» WHAT TO DO:
**1.** Decide whether each statement agrees with the passage on motor characteristics below, answering yes or no and quoting the words that settle it: (a) Series motors are recommended for uses where the load may become zero. (b) Modern machines give series motors a weak shunt field. (c) Under light load, the speed is many times more than the motor's rated speed.
**2.** Extract the stretch of the passage on motor characteristics below from "Following the procedure" through "for the machine.", copying it word for word.

======== PASSAGE TO READ

As seen from the figure the fall in the flux due to load increases the speed due to
the fact that the induced emf depends on the product of speed and flux. Thus the speed of
the machine remains more or less constant with load. With highly saturated machines
the on-load speed may even slightly increase at over load conditions. This effect gets
more pronounced if the machine is designed to have its normal field ampere turns much
less than the armature ampere turns. This type of external characteristics introduces
instability during operation Fig. (b)(ii) and hence must be avoided. This may be simply
achieved by
providing a series stability winding which aids the shunt field mmf.
Following the procedure described earlier under shunt motor, the torque speed
Characteristics of a series motor can also be determined. The armature current also
happens to be the excitation current of the series field and hence the flux variation
resembles the magnetization curve of the machine. At large value of the armature currents
the useful flux would be less than the no-load magnetization curve for the machine.
Similarly for small values of the load currents the torque varies as a square of the
armature currents as the flux is proportional to armature current in this region. As the
magnetic circuit becomes more and more saturated the torque becomes proportional to Ia
as flux variation becomes small.
Fig. (a) shows the variation of E1, flux, torque and speed following the above
procedure from which the torque-speed characteristics of the series motor for a given
applied voltage V can be plotted as shown in Fig.(b) The initial portion of this torque-
speed curve is seen to be a rectangular hyperbola and the final portion is nearly a straight
line. The speed under light load conditions is many times more than the rated speed of the
motor. Such high speeds are unsafe, as the centrifugal forces acting on the armature and
commutator can destroy them giving rise to a catastrophic break down. Hence series
motors are not recommended for use where there is a possibility of the load becoming
zero. In order to safeguard the motor and personnel, in the modern machines, a 'weak'
shunt field is provided
on series motors to ensure a definite, though small, value of flux even when the armature
current is nearly zero. This way the no-load speed is limited to a safe maximum speed. It
is needless to say, this field should be connected so as to aid the series field.

================
======== EXTRACTED ENTRIES

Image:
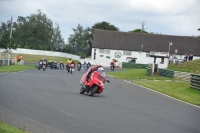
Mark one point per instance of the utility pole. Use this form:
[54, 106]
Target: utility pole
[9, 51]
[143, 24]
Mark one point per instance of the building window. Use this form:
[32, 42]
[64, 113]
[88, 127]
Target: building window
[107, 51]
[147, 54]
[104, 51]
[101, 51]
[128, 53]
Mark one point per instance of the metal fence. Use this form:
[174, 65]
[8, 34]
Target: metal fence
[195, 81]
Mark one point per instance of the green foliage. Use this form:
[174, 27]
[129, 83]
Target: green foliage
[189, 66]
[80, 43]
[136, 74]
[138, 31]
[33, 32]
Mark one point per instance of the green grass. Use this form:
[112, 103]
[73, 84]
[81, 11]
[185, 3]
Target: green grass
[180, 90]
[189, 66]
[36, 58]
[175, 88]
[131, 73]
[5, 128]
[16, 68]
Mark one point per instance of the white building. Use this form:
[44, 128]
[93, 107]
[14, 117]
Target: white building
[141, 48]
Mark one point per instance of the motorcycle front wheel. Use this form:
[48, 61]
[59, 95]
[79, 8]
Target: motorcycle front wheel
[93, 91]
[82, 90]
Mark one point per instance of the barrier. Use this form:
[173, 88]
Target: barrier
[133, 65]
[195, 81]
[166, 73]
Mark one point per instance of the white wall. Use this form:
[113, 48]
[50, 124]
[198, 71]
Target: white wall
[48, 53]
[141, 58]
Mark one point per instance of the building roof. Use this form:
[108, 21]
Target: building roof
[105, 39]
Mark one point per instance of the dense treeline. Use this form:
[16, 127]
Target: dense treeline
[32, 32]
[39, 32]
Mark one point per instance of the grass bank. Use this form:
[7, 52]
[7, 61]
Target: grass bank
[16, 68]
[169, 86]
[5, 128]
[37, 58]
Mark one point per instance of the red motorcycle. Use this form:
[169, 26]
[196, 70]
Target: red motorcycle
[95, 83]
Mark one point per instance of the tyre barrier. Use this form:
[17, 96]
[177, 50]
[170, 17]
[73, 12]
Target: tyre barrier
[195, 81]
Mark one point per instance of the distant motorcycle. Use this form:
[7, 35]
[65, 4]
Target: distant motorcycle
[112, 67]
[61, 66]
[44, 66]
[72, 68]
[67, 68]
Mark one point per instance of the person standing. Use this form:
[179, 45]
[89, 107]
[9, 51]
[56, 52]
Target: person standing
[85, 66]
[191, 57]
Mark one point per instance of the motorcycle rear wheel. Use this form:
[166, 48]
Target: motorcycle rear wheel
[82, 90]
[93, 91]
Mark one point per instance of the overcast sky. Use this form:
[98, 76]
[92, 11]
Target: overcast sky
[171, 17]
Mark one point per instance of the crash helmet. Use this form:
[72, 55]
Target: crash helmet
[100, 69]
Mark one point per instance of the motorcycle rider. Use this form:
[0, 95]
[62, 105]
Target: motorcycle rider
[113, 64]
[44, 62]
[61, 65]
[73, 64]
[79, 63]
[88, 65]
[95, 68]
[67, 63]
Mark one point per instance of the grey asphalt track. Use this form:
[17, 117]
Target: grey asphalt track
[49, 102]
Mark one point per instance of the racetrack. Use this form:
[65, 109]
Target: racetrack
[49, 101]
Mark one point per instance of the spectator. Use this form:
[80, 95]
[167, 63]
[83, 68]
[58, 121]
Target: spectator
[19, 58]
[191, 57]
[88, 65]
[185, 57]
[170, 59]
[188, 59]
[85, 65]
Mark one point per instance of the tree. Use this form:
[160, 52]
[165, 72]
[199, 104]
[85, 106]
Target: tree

================
======== EXTRACTED ENTRIES

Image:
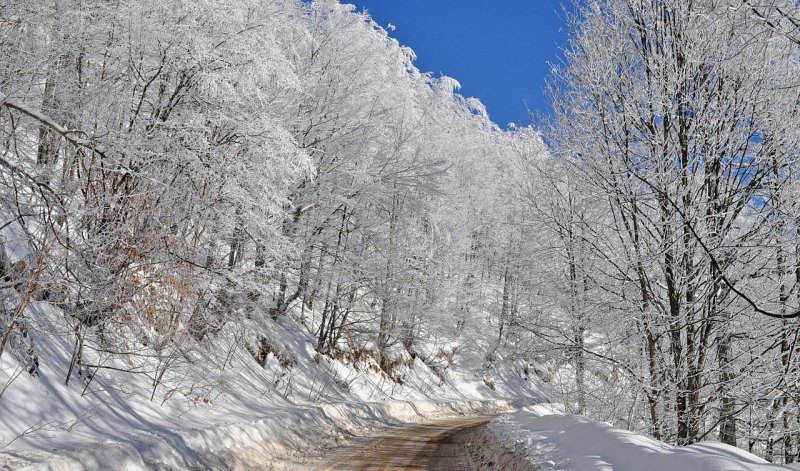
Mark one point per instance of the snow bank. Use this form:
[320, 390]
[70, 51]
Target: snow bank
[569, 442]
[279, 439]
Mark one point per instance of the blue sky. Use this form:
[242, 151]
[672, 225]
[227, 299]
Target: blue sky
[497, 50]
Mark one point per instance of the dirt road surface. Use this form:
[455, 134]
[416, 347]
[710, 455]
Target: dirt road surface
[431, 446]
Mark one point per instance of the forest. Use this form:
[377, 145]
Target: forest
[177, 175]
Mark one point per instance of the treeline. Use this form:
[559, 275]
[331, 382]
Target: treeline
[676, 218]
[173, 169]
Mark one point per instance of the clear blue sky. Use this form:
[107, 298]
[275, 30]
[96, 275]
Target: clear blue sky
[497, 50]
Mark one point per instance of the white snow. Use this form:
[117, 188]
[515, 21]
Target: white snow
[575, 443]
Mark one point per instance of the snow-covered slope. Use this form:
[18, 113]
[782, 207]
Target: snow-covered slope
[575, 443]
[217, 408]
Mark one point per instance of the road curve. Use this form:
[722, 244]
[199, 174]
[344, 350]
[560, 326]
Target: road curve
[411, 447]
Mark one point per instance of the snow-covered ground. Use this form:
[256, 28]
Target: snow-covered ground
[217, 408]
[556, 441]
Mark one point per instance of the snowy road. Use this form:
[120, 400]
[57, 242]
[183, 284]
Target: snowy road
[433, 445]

================
======== EXTRACTED ENTRIES

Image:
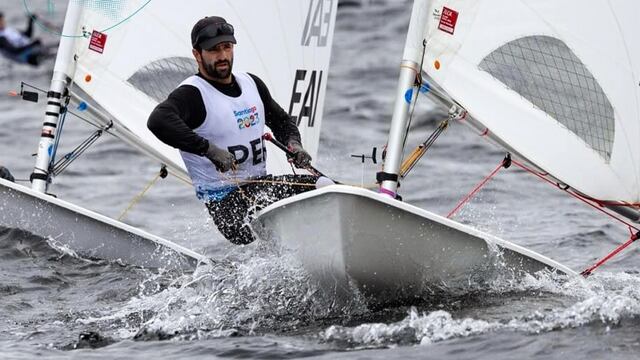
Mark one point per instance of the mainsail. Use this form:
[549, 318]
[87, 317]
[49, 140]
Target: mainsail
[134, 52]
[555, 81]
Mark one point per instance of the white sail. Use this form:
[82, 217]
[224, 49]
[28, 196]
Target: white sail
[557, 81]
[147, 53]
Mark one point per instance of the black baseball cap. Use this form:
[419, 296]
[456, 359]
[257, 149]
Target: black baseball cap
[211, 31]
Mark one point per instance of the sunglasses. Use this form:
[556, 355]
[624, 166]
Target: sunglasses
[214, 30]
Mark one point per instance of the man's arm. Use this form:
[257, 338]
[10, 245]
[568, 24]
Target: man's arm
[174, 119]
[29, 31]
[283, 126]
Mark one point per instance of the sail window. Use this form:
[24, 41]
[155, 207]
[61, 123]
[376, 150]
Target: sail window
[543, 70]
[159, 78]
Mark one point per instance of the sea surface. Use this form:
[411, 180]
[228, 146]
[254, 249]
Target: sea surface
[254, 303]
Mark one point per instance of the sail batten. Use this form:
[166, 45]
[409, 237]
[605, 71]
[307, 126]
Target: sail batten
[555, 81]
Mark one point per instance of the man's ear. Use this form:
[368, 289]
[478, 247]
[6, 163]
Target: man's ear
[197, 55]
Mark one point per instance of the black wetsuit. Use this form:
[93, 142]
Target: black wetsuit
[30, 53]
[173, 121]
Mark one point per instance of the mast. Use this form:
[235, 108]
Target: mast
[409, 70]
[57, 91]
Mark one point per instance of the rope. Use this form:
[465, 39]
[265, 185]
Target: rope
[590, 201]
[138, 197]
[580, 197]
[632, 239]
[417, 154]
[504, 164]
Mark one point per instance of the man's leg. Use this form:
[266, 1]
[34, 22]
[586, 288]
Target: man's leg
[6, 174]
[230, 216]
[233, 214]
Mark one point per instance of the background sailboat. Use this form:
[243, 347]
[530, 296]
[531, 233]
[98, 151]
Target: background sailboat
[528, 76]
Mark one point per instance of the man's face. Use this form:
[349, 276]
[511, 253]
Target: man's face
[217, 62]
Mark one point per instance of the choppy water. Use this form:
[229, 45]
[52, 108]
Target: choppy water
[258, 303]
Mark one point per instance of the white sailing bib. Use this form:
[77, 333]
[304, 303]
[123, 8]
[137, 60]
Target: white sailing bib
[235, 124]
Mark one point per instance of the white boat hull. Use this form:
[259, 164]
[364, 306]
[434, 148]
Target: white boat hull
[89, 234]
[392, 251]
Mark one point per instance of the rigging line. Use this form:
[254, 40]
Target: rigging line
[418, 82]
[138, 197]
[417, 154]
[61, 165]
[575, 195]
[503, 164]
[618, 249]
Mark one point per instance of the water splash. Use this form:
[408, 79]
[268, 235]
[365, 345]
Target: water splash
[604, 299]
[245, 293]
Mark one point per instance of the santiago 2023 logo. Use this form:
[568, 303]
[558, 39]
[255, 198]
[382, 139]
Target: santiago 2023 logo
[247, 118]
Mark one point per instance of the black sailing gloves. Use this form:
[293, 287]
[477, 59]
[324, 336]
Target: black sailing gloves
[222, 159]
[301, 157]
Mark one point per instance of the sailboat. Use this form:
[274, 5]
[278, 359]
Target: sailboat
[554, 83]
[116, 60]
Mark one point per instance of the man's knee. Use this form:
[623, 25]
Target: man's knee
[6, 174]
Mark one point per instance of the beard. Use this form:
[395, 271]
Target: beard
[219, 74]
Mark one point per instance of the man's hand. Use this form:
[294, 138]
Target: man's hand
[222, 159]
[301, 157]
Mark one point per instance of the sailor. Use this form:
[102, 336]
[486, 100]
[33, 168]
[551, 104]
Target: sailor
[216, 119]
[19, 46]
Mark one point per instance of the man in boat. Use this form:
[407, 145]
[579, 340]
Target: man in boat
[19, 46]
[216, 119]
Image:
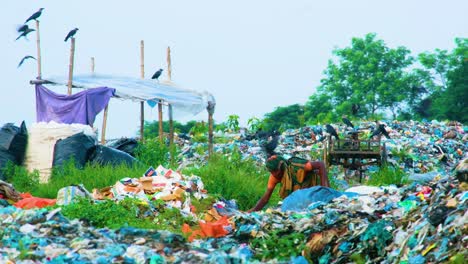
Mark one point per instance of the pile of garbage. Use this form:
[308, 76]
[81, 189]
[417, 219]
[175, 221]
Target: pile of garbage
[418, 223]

================

» RESULTS BY TASK:
**1.**
(a) No: "series motors are not recommended for use where there is a possibility of the load becoming zero"
(b) Yes: "in the modern machines, a 'weak' shunt field is provided on series motors"
(c) Yes: "The speed under light load conditions is many times more than the rated speed of the motor."

**2.**
Following the procedure described earlier under shunt motor, the torque speed
Characteristics of a series motor can also be determined. The armature current also
happens to be the excitation current of the series field and hence the flux variation
resembles the magnetization curve of the machine. At large value of the armature currents
the useful flux would be less than the no-load magnetization curve for the machine.